Oleh Ev. Sindunata Kurniawan.
Kata kunci: Seringkali tujuan komunikasi bukan untuk mendengar dan mengerti informasi tapi untuk mengontrol pembicaraan, berdebat, mencari kesalahan, dan memutar balikkan pembicaraan agar menang; komunikasi yang baik dengan cara menyamakan pemahaman antara pendengar dan pembicara; ketika terjadi pembicaraan dengan emosi tinggi lebih baik berhenti, tunda dan mencari waktu lain untuk dilanjutkan; sikap rendah hati menolong untuk memiliki sudut pandang yang berbeda.
TELAGA 2019
Saudara-Saudara pendengar yang kami kasihi di mana pun Anda berada, Anda kembali bersama dengan kami dalam acara TELAGA (TEgur Sapa GembaLA KeluarGA). Acara ini diselenggarakan oleh Lembaga Bina Keluarga Kristen (LBKK) bekerjasama dengan radio kesayangan Anda ini. Saya, Yosie, akan berbincang-bincang dengan Bapak Ev. Sindunata Kurniawan, MK. Beliau adalah seorang pakar dalam bidang konseling keluarga. Perbincangan kami kali ini tentang "Terampil Bicara dan Mendengarkan". Kami percaya acara ini bermanfaat bagi kita sekalian dan dari studio kami mengucapkan selamat mengikuti.
Y : Pak Sindu, topik tentang "Terampil Bicara dan Mendengarkan" berbicara tentang konteks apa dan mengapa topik ini penting untuk kita pelajari bersama?
SK : Pembahasan ini berkaitan erat dengan komunikasi dalam pernikahan, Bu Yosie.
Y : Konteksnya berarti pernikahan ya, Pak?
SK : Iya. Dan juga bisa diterapkan di kehidupan yang lain di luar pernikahan juga karena komunikasi itu bersifat universal. Jadi memang beberapa ahli membuat sebuah rumusan yang menarik diantaranya bahkan sukses sebuah pernikahan ditentukan oleh cara menghadapi konflik dan ketidaksepakatan, bukan ditentukan oleh besarnya cinta, puasnya kehidupan seks dan berlimpah uang. Kemudian juga ada kalimat yang lain dari penulis yang lain, masalah utama pernikahan dewasa ini bukanlah seks, bukanlah tentang uang, bukanlah tentang membesarkan anak-anak; masalah utama dalam pernikahan dewasa ini adalah pada hilangnya komunikasi antara suami dan istri.
Y : Dengan kata lain, dalam pernikahan kadang kala masalah memang tidak terelakkan, tetapi bagaimana kita bisa mengkomunikasikannya dengan baik.
=-=-=-=-=
• _Permintaan tertulis 1_
Menurut teks di atas, apa masalah utama dalam pernikahan dewasa ini?
=-=-=-=-=
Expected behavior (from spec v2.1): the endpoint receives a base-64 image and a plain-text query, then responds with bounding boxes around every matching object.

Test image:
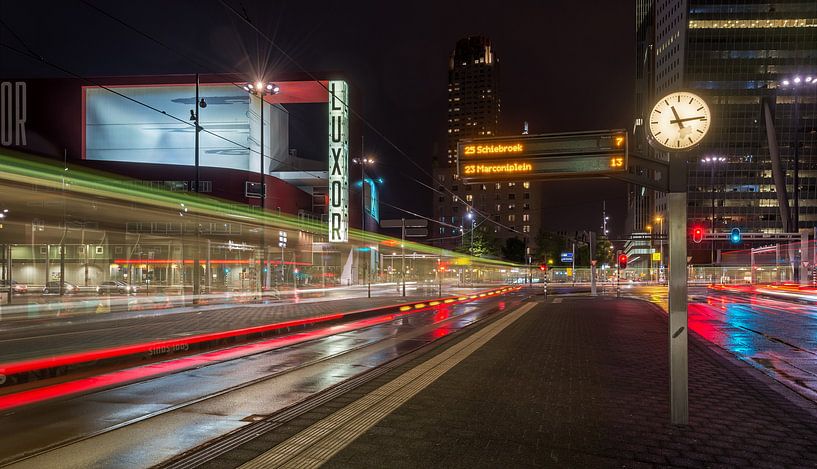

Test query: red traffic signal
[692,226,704,244]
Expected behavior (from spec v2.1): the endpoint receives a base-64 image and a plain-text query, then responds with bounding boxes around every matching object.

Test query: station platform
[193,296,817,468]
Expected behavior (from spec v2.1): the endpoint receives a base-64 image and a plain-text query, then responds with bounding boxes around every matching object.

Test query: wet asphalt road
[551,285,817,403]
[0,295,521,468]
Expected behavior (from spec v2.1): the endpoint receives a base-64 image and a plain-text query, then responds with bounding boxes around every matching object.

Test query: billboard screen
[83,83,289,172]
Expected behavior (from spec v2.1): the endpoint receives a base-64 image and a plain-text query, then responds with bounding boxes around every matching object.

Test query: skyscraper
[431,36,540,256]
[632,0,817,263]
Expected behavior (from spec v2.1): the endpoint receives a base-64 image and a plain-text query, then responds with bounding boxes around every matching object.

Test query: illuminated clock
[647,91,712,151]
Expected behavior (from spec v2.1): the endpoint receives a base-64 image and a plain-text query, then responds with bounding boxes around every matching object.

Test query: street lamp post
[644,225,653,282]
[244,81,281,297]
[190,73,209,303]
[352,156,374,298]
[701,156,726,265]
[655,217,664,283]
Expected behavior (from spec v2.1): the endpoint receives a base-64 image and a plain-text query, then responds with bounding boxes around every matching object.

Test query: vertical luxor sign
[329,81,349,243]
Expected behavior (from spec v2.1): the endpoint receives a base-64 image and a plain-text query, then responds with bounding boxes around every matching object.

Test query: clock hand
[669,116,706,124]
[670,106,684,129]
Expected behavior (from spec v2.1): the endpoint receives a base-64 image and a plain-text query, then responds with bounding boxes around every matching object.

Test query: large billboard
[329,81,349,243]
[82,83,289,173]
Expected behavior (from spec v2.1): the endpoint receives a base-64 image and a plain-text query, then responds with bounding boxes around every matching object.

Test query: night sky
[0,0,635,234]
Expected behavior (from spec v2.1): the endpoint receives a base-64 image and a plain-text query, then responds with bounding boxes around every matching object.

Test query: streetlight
[701,156,726,265]
[644,225,653,282]
[352,156,374,298]
[655,216,664,283]
[465,212,477,256]
[188,73,209,302]
[780,75,817,233]
[244,81,281,296]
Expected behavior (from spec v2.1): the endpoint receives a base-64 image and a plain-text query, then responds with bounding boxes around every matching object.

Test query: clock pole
[667,154,689,425]
[647,91,711,425]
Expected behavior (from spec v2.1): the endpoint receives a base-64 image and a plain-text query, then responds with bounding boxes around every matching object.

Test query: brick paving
[205,298,817,468]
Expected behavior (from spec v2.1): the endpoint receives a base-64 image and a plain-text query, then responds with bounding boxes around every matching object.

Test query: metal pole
[709,160,715,265]
[799,231,811,285]
[258,90,264,297]
[194,73,201,303]
[400,218,406,296]
[792,86,800,233]
[590,231,596,296]
[658,215,666,283]
[667,155,689,425]
[6,244,11,304]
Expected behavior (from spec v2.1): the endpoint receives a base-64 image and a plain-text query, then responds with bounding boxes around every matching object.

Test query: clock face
[648,91,711,151]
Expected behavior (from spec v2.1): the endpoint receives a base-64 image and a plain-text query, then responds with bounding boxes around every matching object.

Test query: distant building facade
[628,0,817,263]
[430,36,541,256]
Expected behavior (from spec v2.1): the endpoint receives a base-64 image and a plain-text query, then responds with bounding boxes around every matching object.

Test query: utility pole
[400,218,406,296]
[193,73,201,303]
[590,231,596,296]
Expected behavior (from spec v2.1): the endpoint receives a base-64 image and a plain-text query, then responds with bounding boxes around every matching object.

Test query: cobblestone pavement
[207,298,817,468]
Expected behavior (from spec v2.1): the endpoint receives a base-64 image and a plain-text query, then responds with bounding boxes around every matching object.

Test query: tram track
[0,290,524,467]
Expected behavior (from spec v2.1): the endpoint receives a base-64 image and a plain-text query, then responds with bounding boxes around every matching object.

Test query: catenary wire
[214,0,523,234]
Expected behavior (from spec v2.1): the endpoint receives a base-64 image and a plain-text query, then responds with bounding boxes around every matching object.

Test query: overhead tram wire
[0,36,320,185]
[74,0,289,114]
[67,0,521,238]
[218,0,522,234]
[71,0,439,205]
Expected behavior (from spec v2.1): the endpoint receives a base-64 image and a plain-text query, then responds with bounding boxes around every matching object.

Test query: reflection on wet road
[622,286,817,402]
[0,297,520,467]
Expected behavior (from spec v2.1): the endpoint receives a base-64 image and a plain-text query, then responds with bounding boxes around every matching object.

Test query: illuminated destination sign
[329,81,349,243]
[457,130,628,182]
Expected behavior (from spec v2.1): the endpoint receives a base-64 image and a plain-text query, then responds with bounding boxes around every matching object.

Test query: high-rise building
[430,36,541,256]
[630,0,817,263]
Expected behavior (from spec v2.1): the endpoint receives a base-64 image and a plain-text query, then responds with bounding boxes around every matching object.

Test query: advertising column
[329,81,349,243]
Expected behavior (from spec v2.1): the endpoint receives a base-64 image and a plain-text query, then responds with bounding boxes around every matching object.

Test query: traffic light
[692,226,704,244]
[729,228,743,244]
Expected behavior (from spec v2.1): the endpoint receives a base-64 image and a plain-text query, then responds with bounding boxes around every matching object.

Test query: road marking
[240,303,536,469]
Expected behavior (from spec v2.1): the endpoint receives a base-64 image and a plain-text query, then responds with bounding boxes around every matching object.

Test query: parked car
[43,281,79,295]
[96,280,139,295]
[0,280,28,294]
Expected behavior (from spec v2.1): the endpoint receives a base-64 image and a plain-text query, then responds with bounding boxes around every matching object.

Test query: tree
[454,230,499,257]
[535,231,567,262]
[502,237,525,264]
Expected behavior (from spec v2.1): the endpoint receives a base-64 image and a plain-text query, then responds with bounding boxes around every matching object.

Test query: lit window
[689,18,817,29]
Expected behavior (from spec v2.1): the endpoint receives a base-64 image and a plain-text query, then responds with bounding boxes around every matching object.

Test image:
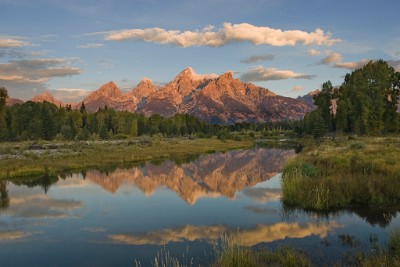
=-=-=-=-=
• _Permintaan tertulis 2_
Ketik ulang bagian daftar mulai dari awal daftar sampai baris yang memuat "[0,295,521,468]", termasuk baris tersebut. Jangan sertakan gambarnya.

• _Jawaban akhir 1_
Hilangnya komunikasi antara suami dan istri.

• _Jawaban akhir 2_
Expected behavior (from spec v2.1): the endpoint receives a base-64 image and a plain-text query, then responds with bounding boxes around every matching object.

Test image:

Test query: red traffic signal
[692,226,704,244]
Expected behavior (from spec v2.1): the endpoint receives a base-64 image and a plain-text query, then responds with bounding boxes around every matching object.

Test query: station platform
[193,296,817,468]
Expected behavior (from spec v2.1): the endpoint receives a base-64 image and a plain-text query, then responds with bounding boxes around every matching object.

Test query: wet asphalt road
[551,285,817,403]
[0,295,521,468]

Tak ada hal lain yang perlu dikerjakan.